- **Problem requirements**
Copy every record below, exactly as written.

- **Records for processing**

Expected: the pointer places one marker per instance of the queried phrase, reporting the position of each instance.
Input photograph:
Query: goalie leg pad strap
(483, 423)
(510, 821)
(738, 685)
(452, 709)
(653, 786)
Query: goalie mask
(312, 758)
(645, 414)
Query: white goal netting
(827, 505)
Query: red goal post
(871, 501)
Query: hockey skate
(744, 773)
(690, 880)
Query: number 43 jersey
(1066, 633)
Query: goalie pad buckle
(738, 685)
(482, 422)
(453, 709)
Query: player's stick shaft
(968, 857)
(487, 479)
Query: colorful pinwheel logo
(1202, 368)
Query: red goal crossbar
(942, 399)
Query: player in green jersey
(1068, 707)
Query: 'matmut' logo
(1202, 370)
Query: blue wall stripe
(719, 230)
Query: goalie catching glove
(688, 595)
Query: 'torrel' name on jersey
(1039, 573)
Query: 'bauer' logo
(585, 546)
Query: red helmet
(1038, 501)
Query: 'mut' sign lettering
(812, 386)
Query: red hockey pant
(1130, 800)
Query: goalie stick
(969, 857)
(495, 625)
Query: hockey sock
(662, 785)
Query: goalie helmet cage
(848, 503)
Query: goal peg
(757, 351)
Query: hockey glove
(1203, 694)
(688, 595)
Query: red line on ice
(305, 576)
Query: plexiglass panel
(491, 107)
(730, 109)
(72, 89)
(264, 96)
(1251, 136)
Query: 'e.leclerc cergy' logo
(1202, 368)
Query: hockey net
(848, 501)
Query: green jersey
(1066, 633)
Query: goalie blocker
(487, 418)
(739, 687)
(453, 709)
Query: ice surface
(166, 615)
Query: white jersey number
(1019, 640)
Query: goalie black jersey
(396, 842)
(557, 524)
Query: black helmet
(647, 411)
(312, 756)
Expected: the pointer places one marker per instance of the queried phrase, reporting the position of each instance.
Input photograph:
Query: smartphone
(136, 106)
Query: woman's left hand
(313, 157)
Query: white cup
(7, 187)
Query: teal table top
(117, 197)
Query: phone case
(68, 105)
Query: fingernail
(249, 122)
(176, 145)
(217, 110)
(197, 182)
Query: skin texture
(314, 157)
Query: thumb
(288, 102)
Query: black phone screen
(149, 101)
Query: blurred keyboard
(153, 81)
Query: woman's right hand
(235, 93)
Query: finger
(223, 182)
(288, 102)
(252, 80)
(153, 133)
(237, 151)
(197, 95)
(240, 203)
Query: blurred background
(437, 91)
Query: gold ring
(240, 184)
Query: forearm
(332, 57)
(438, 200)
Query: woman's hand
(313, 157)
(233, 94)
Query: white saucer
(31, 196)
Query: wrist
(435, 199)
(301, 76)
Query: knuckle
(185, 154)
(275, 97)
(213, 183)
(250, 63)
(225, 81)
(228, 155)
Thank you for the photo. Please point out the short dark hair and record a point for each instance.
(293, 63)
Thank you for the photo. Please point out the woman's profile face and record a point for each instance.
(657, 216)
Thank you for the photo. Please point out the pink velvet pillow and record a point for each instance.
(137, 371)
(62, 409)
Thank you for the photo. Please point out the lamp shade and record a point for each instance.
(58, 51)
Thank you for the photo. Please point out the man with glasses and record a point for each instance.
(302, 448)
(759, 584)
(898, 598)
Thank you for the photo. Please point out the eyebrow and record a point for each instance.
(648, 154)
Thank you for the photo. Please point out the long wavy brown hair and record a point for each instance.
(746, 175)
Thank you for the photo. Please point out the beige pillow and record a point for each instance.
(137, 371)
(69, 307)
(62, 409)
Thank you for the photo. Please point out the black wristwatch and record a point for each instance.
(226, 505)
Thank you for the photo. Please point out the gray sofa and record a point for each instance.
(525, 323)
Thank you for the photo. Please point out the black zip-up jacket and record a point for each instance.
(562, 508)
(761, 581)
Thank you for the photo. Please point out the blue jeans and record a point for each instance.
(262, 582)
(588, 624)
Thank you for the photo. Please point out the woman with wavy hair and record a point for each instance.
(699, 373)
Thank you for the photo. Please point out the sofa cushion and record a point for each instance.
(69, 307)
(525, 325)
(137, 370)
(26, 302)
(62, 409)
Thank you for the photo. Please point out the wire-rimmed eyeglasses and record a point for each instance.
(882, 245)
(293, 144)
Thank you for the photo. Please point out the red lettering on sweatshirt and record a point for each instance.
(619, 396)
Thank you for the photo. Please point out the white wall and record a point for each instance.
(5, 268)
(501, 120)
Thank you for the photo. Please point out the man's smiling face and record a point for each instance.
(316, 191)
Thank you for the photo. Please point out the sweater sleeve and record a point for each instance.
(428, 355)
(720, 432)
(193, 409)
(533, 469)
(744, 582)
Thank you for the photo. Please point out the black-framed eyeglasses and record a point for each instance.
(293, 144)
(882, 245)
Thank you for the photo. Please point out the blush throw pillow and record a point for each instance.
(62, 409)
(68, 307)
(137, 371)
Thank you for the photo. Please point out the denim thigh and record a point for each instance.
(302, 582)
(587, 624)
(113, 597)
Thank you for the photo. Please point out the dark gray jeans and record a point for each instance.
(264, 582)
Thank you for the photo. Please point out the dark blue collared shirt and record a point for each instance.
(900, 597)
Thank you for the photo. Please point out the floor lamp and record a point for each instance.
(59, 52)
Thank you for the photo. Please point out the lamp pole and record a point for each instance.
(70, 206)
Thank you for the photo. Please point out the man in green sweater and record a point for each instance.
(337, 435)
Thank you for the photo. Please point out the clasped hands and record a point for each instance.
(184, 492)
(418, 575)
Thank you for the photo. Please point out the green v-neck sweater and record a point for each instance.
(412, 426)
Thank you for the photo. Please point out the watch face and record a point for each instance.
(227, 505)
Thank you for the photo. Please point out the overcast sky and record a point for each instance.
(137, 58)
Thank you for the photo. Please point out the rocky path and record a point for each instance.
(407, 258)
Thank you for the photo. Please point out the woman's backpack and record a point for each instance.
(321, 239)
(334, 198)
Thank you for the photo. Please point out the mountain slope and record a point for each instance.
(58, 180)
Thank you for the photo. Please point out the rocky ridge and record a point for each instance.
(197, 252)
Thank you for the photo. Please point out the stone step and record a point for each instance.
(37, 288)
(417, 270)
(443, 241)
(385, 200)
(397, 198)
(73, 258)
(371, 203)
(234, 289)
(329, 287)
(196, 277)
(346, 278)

- **Solution to this problem**
Expected: the pointer places one marker per instance of the queried phrase, reporting the position of each instance.
Input photograph:
Query: goalie leg pad strap
(483, 423)
(510, 821)
(738, 685)
(452, 709)
(653, 786)
Query: goalie mask
(312, 758)
(645, 414)
Query: white goal netting
(827, 505)
Query: red goal post
(871, 501)
Query: hockey skate
(744, 773)
(690, 880)
Query: number 43 jersey
(1066, 633)
Query: goalie pad buckle
(738, 685)
(482, 422)
(453, 709)
Query: player's stick shaft
(968, 857)
(487, 479)
Query: colorful pinwheel logo
(1202, 368)
Query: red goal crossbar
(942, 399)
Query: player in green jersey
(1068, 707)
Query: 'matmut' logo
(1202, 370)
Query: blue wall stripe
(719, 230)
Query: goalie catching glove
(688, 595)
Query: 'torrel' name on jersey
(1039, 573)
Query: 'bauer' logo
(585, 546)
Query: red helmet
(1038, 501)
Query: 'mut' sign lettering
(812, 386)
Query: red hockey pant
(1130, 800)
Query: goalie stick
(969, 857)
(495, 625)
Query: hockey sock
(662, 785)
Query: goalie helmet cage
(848, 503)
Query: goal peg
(757, 351)
Query: hockey glove
(1203, 694)
(688, 595)
Query: red line on ice
(305, 576)
Query: plexiglass panel
(491, 107)
(730, 109)
(72, 89)
(264, 96)
(1251, 136)
Query: 'e.leclerc cergy' logo
(1202, 368)
Query: hockey net
(848, 501)
Query: green jersey
(1066, 633)
Query: goalie blocker
(487, 418)
(739, 687)
(453, 709)
Query: ice surface
(166, 615)
Query: white jersey number
(1019, 640)
Query: goalie black jersey
(396, 842)
(557, 524)
Query: black helmet
(647, 411)
(312, 756)
Expected: the pointer places one marker per instance of the queried phrase, reporting the position of each instance.
Input photograph:
Query: smartphone
(136, 106)
Query: woman's left hand
(313, 157)
Query: white cup
(7, 187)
Query: teal table top
(117, 197)
Query: phone case
(68, 105)
Query: fingernail
(249, 122)
(176, 145)
(217, 110)
(197, 182)
Query: skin texture
(314, 157)
Query: thumb
(288, 102)
Query: black phone screen
(149, 101)
Query: blurred keyboard
(153, 81)
Query: woman's right hand
(235, 93)
Query: finger
(223, 182)
(288, 102)
(252, 80)
(153, 133)
(237, 151)
(197, 95)
(240, 203)
Query: blurred background
(437, 91)
Query: gold ring
(240, 184)
Query: forearm
(332, 57)
(438, 200)
Query: woman's hand
(313, 157)
(233, 94)
Query: white saucer
(31, 196)
Query: wrist
(435, 199)
(301, 76)
Query: knuckle
(185, 154)
(275, 97)
(213, 183)
(250, 63)
(225, 81)
(228, 155)
Thank you for the photo. Please point out the short dark hair and record a point for each instance.
(293, 63)
Thank you for the photo. Please point out the woman's profile face and record a point for each instance.
(657, 216)
Thank you for the photo. Please point out the pink velvet pillow and record a point for each instance.
(137, 371)
(62, 409)
Thank you for the photo. Please point out the lamp shade and record a point for each instance.
(58, 51)
Thank you for the photo. Please point out the man with glasses and record a point for each instance.
(302, 448)
(759, 584)
(898, 598)
Thank you for the photo. Please point out the eyebrow and record a point for each instance.
(648, 154)
Thank you for the photo. Please point out the long wavy brown hair and record a point for each instance.
(746, 175)
Thank you for the photo. Please point out the beige pillow and record a point for each instance.
(137, 371)
(69, 307)
(62, 409)
Thank you for the photo. Please point out the black wristwatch and record a point for each instance.
(226, 505)
Thank you for the photo. Please point out the gray sofa and record a point for each instance.
(525, 323)
Thank you for the photo. Please point out the black zip-up jacket and record a point for each instance.
(562, 508)
(761, 581)
Thank you for the photo. Please point out the blue jeans and record a point for each instance.
(262, 582)
(588, 624)
Thank you for the photo. Please point out the woman with wavy hair and record a point for each instance.
(699, 373)
Thank you for the photo. Please point out the sofa cushion and record a point for each instance.
(69, 307)
(525, 325)
(137, 370)
(26, 302)
(62, 409)
Thank you for the photo. Please point out the wire-rimmed eyeglasses and record a point for each instance.
(882, 245)
(293, 144)
Thank you for the photo. Please point out the red lettering on sweatshirt and record a point for each instance.
(619, 396)
Thank you for the photo. Please point out the white wall and record a point for each instance.
(5, 268)
(501, 120)
Thank you for the photo. Please point out the man's smiling face and record a point for each instance.
(316, 191)
Thank you for the photo. Please point out the sweater sleeve and record a point for each instance.
(428, 355)
(720, 432)
(193, 409)
(533, 469)
(744, 582)
Thank you for the photo. Please point out the black-framed eyeglasses and record a point for each instance.
(293, 144)
(882, 245)
Thank you for the photo. Please point out the blush throw pillow and record a point for each instance.
(62, 409)
(68, 307)
(137, 371)
Thank you for the photo. Please point out the denim thigh and record a point for each instance.
(302, 582)
(587, 624)
(113, 597)
Thank you for the photo. Please point out the dark gray jeans and record a point for each instance.
(264, 582)
Thank you for the photo. Please point out the dark blue collared shirt and record a point for each instance.
(900, 597)
Thank you for the photo. Please point out the floor lamp and record a point for each instance.
(59, 52)
Thank you for the photo. Please point out the lamp pole and record a point for each instance.
(70, 206)
Thank you for the photo. Please point out the man in green sweater and record a point for each instance.
(337, 435)
Thank you for the photo. Please point out the clasped hands and record a point for each instance.
(184, 492)
(418, 575)
Thank you for the photo. Please point out the green v-neck sweater and record a point for each instance.
(412, 426)
Thank you for the photo. Please point out the watch face and record a point for each instance.
(227, 505)
Thank you for the photo. Please point out the overcast sky and record a point for each instance.
(137, 58)
Thank you for the photo. Please point out the rocky path and record a point for each instance.
(407, 258)
Thank you for the photo. Please point out the woman's backpack and record a point for each instance.
(321, 239)
(334, 198)
Thank you for the photo. Please point out the mountain slope and record a point for each instance.
(58, 180)
Thank you for the photo. Please point out the rocky ridge and record a point for each instance.
(197, 252)
Thank you for the photo. Please point out the stone step and record a point for each instance.
(37, 288)
(417, 270)
(443, 241)
(385, 200)
(397, 198)
(73, 258)
(371, 203)
(234, 289)
(329, 287)
(196, 277)
(346, 278)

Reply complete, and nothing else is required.